Vorgegebener Text –
##############################

Der Anlass diese Zeilen zu schreiben war ursprünglich, dass ein paar Trolle aus dem egoistischen Lager drei Fake-Heftchen herausgegeben haben. Darin greifen sie die Plattform, anarchismus.de und das Institut für Syndikalismusforschung an. Kritik ist wichtig und auch im vorliegenden Fall völlig legitim. Die Weise, wie die Autor*innen sie formulieren jedoch für mich inakzeptabel und selbstzerstörerisch.
Darüber hinaus ist ihre Argumentation scholastisch. Das heißt, die Autor*innen der Hefte denken nicht, sondern konstruieren sich ihre Gegner*innen so zurecht, dass es in ihr vorgepresstes Schema passt. Dazu arbeiten sie mit einem Haufen Unterstellungen, anstatt sich einfach mit den Gruppen und Leuten zu beschäftigen, welche sie kritisieren. Der Sinn dieses Unterfangens scheint in einer reinen Selbstbespiegelung zu bestehen. Jedenfalls werde ich an dieser Stelle nur knapp inhaltlich auf diese Broschüren eingehen, sondern vielmehr einige Gedanken dazu formulieren, inwiefern Egoismus und Plattformismus zwei Seiten derselben Medaille sind.

In einem Heft drucken die Autor*innen den Text „Zehn Thesen zum Aufstieg des Egokraten“ (von 1977) ab. Lächerlich daran ist, dass sie damit genau eine Projektion ihres eigenen Anti-Autoritarismus auf die Anhänger*innen der Plattform betreiben – Während sie jenen vorwerfen, sich anzumaßen zu definieren, was Anarchismus sei, tun sie dasselbe. In ihrem dogmatischen, also wortgläubigen, Glaubenssystem spiegeln die Egoist*innen daher lediglich den Dogmatismus der Plattform wieder. Haben letztere ihre spanische Revolution oder Machno-Bewegung, so sind es für erstere ihre „Träume“ von denen sie sich leiten lassen wollen. Doch auf dem Grund des vermeintlich „freien“ und „wilden“ Individuums ihrer Traumwelt verbirgt sich nicht mehr als das bürgerliche Subjekt.

##############################

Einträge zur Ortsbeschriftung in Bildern
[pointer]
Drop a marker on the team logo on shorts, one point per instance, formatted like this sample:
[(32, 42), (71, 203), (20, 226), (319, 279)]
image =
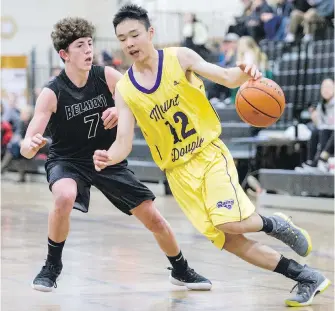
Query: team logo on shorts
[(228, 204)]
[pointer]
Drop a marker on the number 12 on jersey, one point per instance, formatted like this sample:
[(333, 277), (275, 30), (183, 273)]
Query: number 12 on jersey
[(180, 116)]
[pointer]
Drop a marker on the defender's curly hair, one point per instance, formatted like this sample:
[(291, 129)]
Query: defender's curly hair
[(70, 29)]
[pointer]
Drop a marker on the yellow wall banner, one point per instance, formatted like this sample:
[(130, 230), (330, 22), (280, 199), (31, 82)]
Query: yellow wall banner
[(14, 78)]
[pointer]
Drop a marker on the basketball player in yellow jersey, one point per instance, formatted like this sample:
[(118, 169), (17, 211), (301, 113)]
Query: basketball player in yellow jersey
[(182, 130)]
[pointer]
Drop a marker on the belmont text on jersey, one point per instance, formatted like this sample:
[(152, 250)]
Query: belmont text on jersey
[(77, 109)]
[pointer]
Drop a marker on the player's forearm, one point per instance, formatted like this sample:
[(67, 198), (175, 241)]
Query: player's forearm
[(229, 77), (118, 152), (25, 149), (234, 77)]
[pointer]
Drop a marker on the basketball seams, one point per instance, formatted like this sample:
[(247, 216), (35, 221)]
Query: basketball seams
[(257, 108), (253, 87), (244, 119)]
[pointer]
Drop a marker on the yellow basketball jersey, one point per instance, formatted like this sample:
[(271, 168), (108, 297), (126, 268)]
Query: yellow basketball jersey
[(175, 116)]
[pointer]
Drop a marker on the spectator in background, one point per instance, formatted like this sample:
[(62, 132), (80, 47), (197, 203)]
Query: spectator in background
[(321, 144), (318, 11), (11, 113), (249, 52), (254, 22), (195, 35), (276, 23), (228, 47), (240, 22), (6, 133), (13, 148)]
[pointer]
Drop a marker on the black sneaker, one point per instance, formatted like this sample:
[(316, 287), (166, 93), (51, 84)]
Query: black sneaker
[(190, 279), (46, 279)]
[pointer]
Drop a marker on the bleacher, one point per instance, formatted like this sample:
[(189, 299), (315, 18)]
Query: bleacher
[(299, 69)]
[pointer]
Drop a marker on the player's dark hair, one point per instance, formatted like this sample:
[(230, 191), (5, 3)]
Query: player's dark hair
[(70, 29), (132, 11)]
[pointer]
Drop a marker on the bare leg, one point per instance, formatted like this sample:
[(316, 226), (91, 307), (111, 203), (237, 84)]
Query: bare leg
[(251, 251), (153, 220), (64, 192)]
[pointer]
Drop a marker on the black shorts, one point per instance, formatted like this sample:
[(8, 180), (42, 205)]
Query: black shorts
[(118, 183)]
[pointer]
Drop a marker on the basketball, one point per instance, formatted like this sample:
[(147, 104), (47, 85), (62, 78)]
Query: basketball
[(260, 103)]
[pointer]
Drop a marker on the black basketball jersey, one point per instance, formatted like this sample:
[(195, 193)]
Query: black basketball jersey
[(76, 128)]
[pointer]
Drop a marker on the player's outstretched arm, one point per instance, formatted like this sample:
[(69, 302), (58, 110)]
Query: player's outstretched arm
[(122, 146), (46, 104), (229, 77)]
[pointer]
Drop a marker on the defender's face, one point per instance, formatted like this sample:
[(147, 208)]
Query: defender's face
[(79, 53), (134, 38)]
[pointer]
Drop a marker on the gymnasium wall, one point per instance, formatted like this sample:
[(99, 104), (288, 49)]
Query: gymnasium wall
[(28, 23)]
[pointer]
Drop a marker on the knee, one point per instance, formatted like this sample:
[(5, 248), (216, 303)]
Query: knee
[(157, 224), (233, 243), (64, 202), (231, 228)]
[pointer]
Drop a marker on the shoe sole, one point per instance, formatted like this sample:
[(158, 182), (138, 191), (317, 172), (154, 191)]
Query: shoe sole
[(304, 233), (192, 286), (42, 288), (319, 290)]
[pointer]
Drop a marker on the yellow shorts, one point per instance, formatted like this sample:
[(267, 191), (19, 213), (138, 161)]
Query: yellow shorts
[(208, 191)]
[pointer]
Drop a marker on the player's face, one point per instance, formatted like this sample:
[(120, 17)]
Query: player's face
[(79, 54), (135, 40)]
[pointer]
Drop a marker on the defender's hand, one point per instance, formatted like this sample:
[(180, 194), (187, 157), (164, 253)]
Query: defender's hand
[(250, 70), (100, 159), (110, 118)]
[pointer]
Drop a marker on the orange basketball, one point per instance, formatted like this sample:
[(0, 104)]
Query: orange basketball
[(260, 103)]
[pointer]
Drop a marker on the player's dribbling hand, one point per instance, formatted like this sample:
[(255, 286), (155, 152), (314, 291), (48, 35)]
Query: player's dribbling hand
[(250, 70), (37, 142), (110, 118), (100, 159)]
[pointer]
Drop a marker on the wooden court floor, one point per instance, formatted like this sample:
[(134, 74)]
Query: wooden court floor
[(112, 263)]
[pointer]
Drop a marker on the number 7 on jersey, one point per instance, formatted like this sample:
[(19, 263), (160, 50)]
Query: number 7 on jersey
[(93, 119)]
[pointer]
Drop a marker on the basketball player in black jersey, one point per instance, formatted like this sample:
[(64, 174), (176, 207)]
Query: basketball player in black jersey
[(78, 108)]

##############################

Zu lösende Aufgaben –
A – Zitiere aus dem Text über Egoismus und Plattformismus den Abschnitt, der mit „Der Anlass diese“ beginnt und bis „inakzeptabel und selbstzerstörerisch.“ reicht.
B – Welche drei Ziele greifen die Fake-Heftchen laut dem Text über Egoismus und Plattformismus an?
C – Schreibe eine Fortsetzung des Textes über Egoismus und Plattformismus, die an seinen letzten Satz anschließt.
Die Einträge stammen aus einer anderen Quelle.

Geordnete Antworten –
A –
Der Anlass diese Zeilen zu schreiben war ursprünglich, dass ein paar Trolle aus dem egoistischen Lager drei Fake-Heftchen herausgegeben haben. Darin greifen sie die Plattform, anarchismus.de und das Institut für Syndikalismusforschung an. Kritik ist wichtig und auch im vorliegenden Fall völlig legitim. Die Weise, wie die Autor*innen sie formulieren jedoch für mich inakzeptabel und selbstzerstörerisch.

B – Sie greifen die Plattform, anarchismus.de und das Institut für Syndikalismusforschung an.

C –
Es ist (leider) zutreffend, dass sich einzelne Personen, die sich als Anarch@-Kommunisten verstehen, als arrogante Chefs aufspielen und damit anarchistische Prozesse unterlaufen. Warum fühlen sich die Egoist*innen aber dadurch denn dermaßen provoziert, dass sie sich den Aufwand machen, diese Fake-Broschüren zu produzieren? Meine Annahme ist, dass sie einem unreifen anti-autoritären Reflex erliegen. Mit diesem scheuen sie sich nicht die Argumente ihrer Konkurrent*innen zu verdrehen, um ihre eigenen Glaubenssätze zu bestätigen. Man kann es nicht anders sagen: Max Stirner würde sich bei solch dogmatisch-religiösem Gebaren im Grab herumdrehen.
In ihrer Fälschung mit dem Titel „Wie anarchistisch ist die Plattform?“ veröffentlichen die Autor*innen einen Text von Errico Malatesta, in welchem dieser Nestor Machno kritisiert. Es ist nicht besonders konsistent einen synthetischen anarchistischen Kommunisten gegen einen plattformistischen kommunistischen Anarchisten ausspielen zu wollen. Zumal Malatesta sich ja wiederholt gegen die idiotischen Fehlschlüsse und Auswüchse des Egoismus gewandt hat. Dies ist den Autor*innen aber egal. Sie bedienen sich einer ahistorischen, scholastischen Konstruktion, ebenso, wie sie es genau der Plattform vorwerfen.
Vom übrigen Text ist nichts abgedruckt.